* _Instructions_:
A. Can you repeat the passage on the Tennessee Judicial Nominating Commission word for word, between "Solemnly arrayed in" and "and commission secretary.", inclusive?
B. How would the article on the Tennessee Judicial Nominating Commission go on from the point where it stops? Write the next part.

* _Extract provided_:
=======
The Tennessee Judicial Nominating Commission on Thursday selected nominees to submit to Gov. Bill Haslam for a position on the Eastern Section of the Court of Criminal Appeals, reports the Chattanooga TFP.
Solemnly arrayed in the Sheraton Read House Terrace Room, 15 applicants made statements before a panel of 15 nominating commission members, who then interviewed each candidate in turn.
Traditionally, the commission submits only one panel of three names for the governor to review. If he rejects those three applicants, members vote on a second panel of names. However, the commission will cease to exist at midnight Sunday when the legislative provisions creating it expire.
“It’s different from what we’ve done historically because the commission sunsets at the end of the month,” said J. Bartlett Quinn, a Chattanooga attorney and commission secretary.
To ensure the commission fulfills its function one last time, the commissioners submitted a second panel of names in the event that Haslam rejects the first three.
=======
* _Records shown_:
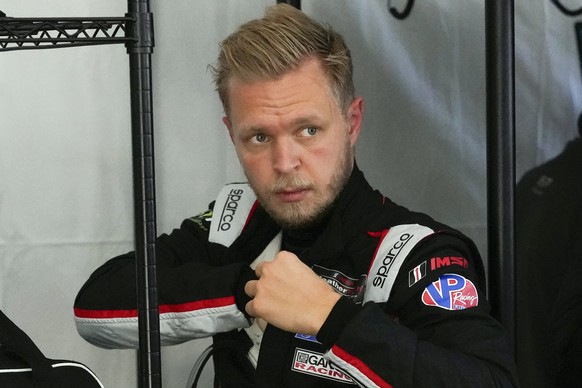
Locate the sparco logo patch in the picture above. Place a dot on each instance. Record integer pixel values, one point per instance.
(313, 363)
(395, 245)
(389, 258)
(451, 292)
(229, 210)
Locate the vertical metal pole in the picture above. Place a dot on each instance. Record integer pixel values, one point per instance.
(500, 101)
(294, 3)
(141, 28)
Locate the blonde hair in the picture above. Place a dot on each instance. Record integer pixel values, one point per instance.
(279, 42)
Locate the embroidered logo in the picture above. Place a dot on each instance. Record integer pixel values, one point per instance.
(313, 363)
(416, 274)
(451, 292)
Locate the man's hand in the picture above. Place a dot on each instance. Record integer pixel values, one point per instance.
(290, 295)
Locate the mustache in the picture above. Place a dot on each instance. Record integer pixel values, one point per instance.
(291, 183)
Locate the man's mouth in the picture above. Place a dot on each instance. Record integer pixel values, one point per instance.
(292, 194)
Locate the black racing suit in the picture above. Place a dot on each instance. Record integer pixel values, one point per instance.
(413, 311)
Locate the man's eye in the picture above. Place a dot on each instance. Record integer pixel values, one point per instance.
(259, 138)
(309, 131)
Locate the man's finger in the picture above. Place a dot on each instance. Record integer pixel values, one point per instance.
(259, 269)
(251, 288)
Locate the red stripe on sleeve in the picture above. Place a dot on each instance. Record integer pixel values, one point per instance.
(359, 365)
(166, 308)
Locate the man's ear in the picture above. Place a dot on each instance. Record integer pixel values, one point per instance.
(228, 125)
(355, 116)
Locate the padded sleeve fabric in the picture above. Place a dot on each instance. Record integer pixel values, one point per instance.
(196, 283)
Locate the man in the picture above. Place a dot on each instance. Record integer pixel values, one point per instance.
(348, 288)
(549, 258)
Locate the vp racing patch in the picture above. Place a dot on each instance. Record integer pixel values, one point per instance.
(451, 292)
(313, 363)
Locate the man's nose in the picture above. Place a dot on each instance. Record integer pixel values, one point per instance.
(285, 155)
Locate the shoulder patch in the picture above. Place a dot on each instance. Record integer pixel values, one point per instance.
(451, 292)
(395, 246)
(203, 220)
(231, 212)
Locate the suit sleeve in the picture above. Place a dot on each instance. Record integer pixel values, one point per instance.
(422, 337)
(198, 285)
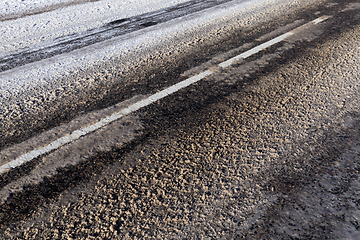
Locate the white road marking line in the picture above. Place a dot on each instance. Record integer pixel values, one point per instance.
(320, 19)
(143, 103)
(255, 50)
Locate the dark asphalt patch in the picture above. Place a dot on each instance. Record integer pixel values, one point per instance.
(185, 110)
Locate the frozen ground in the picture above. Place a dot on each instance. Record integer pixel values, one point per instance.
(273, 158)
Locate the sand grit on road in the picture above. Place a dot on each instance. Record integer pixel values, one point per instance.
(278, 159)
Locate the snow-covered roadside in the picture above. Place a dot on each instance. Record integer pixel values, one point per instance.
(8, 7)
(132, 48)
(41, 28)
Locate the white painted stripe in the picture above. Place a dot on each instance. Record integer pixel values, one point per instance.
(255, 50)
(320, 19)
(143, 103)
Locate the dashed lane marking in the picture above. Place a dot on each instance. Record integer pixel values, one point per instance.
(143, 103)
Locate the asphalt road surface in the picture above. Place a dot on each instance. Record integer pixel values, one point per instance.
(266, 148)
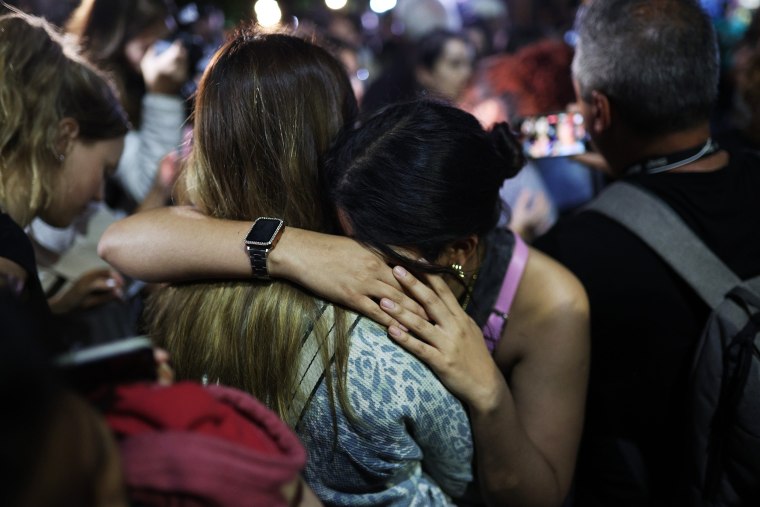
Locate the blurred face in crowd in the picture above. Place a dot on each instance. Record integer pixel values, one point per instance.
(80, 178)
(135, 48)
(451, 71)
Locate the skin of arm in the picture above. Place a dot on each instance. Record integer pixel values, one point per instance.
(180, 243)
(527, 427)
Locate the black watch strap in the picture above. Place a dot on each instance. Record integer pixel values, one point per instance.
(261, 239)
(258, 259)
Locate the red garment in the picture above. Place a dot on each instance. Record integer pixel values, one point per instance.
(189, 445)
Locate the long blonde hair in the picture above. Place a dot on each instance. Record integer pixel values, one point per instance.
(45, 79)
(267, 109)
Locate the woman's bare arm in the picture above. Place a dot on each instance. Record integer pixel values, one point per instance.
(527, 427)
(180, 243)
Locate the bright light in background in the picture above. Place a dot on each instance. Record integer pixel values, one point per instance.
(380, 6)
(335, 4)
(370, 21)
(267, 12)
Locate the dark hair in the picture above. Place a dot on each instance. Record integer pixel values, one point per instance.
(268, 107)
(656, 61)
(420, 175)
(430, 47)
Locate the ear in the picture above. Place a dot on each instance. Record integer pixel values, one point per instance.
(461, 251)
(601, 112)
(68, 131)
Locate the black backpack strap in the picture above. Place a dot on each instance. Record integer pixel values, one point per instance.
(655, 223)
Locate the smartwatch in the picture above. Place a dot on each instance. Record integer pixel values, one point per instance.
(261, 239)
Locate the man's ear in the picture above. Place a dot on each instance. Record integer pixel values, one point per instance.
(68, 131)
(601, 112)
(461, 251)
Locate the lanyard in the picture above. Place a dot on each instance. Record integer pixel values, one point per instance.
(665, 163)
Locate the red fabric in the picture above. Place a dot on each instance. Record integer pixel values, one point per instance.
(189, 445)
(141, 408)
=======
* _Numbered answers_:
A.
Solemnly arrayed in the Sheraton Read House Terrace Room, 15 applicants made statements before a panel of 15 nominating commission members, who then interviewed each candidate in turn.
Traditionally, the commission submits only one panel of three names for the governor to review. If he rejects those three applicants, members vote on a second panel of names. However, the commission will cease to exist at midnight Sunday when the legislative provisions creating it expire.
“It’s different from what we’ve done historically because the commission sunsets at the end of the month,” said J. Bartlett Quinn, a Chattanooga attorney and commission secretary.

B.
The two lists:
Panel A
• Boyd Patterson, assistant district attorney in Chattanooga
• Robert Montgomery, a criminal court judge in the 2nd Judicial District, from Blountville, Tenn.
• Thomas Wright, a circuit court judge in the 3rd Judicial District in Greeneville, Tenn.
Panel B
• William Jackson Brown, a Cleveland attorney
• Charles Edward Atchely Jr., a Knoxville attorney
• Samuel Lee, an attorney in Clinton, Tenn.

Ten Apply for West TN Court of Appeals Seat

News release from Administrative Office of the Courts:
Nashville, Tenn. – The Judicial Nominating Commission will consider ten applicants when it meets later this month in Jackson to select nominees for the upcoming vacancy on the Tennessee Court of Appeals Western Section.
The opening is the result of Court of Appeals Judge Alan E. Highers informing Gov. Bill Haslam that he will retire at the end of his term, August 31, 2014. Because statutory provisions for the Judicial Nominating Commission expire June 30, 2013, the commission will meet this month to select a slate of candidates for Gov. Bill Haslam to choose from.
The Judicial Nominating Commission will meet Saturday, June 29 in Jackson at the DoubleTree Hotel, 1770 Highway 45 Bypass, to interview and hear public comments regarding the 10 applicants. A public hearing will start at 9 a.m. and be followed by individual interviews of all the candidates.
The commission is expected to make their selections immediately following the interviews. They will send two slates, each with three names, to the governor for his consideration.
Completed applications of all the candidates can be found on TNCourts.gov.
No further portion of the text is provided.